== Extrait du document
(1947) Vivre en Amérique « Prologue. Sentiment de l’Amérique » pp. 11-18

Prologue
Sentiment de l’Amérique

Cinq ans déjà, et chaque matin je m’étonne encore de me réveiller en Amérique. J’ai vécu en Suisse, en Autriche, en Italie, en Allemagne et en France : quelques mois et j’étais acclimaté. J’oubliais que le pays n’était pas le mien. C’était l’Europe. C’est ici l’Amérique, et je n’ai pas fini de m’en ébahir. Ce Nouveau Monde m’apparaît à chaque pas, sinon neuf, du moins différent de ce que mes réflexes attendaient.

Des amis débarquant de France me disent : « Alors, qu’en pensez-vous ? » De l’Amérique ? Tout ce que je vais vous en dire, tout ce que l’on peut en dire en général sera vrai selon les temps et les lieux, et tout sera contradictoire, et rien ne sera suffisant.
====
== Données fournies
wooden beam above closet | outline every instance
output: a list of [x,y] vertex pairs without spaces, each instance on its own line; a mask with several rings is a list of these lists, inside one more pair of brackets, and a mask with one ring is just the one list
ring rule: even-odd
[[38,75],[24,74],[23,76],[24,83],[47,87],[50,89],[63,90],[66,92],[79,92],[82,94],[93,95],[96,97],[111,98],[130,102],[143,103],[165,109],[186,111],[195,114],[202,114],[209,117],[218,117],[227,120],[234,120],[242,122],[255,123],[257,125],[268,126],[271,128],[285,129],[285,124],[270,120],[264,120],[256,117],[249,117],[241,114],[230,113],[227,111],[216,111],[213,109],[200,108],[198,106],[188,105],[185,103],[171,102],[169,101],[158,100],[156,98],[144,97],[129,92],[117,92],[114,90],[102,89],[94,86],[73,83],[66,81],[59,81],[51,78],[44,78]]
====
- Consigne: Poursuivez le prologue sur l'Amérique à partir de sa dernière phrase. Ces données proviennent d'une autre source que l'extrait.

- Réponse attendue:
New York a les plus hauts gratte-ciel du monde, c’est vrai. Mais Le Corbusier, promené pendant une heure dans la ville par des journalistes, et finalement interrogé sur ses impressions d’architecte, répondit, m’assure-t-on : « Les maisons sont trop basses. » Et c’était vrai, car la plupart ont trois étages. Ainsi du reste : ce pays si religieux n’a guère le sens du spirituel ; on y est tour à tour plus formaliste et plus sans-façons qu’en Europe ; plus avide de nouveauté et plus respectueusement conservateur ; plus réaliste et plus idéaliste ; plus efficace dans la rationalisation, et plus gaspilleur ; plus puritain et plus libre de mœurs. L’Amérique ne se définit pas. Elle ne s’explique pas dans l’ensemble. Elle se sent. L’Amérique, c’est d’abord un sentiment.

J’avais avant d’y venir vu tant de films et lu tant de romans américains : ils donnaient, je le sais aujourd’hui, des images vraies de la vie d’ici, surtout dans leurs passages les moins frappants, les plus quelconques. Mais je ne voyais pas l’Amérique dans ces photos et ces livres, où elle est. Et quand j’y ai débarqué, je n’ai rien reconnu de ce qu’une douzaine d’ouvrages européens, tous fort exacts dans leurs informations, de Tocqueville à André Siegfried, m’en avaient appris à l’avance. C’était cela, les gratte-ciel et Broadway, les grandes plaines couvertes d’usines, les villages, aux maisons de bois blanc sur des pelouses bien peignées, le drapeau de la boîte aux lettres… et c’était tout à fait autre chose — une autre civilisation.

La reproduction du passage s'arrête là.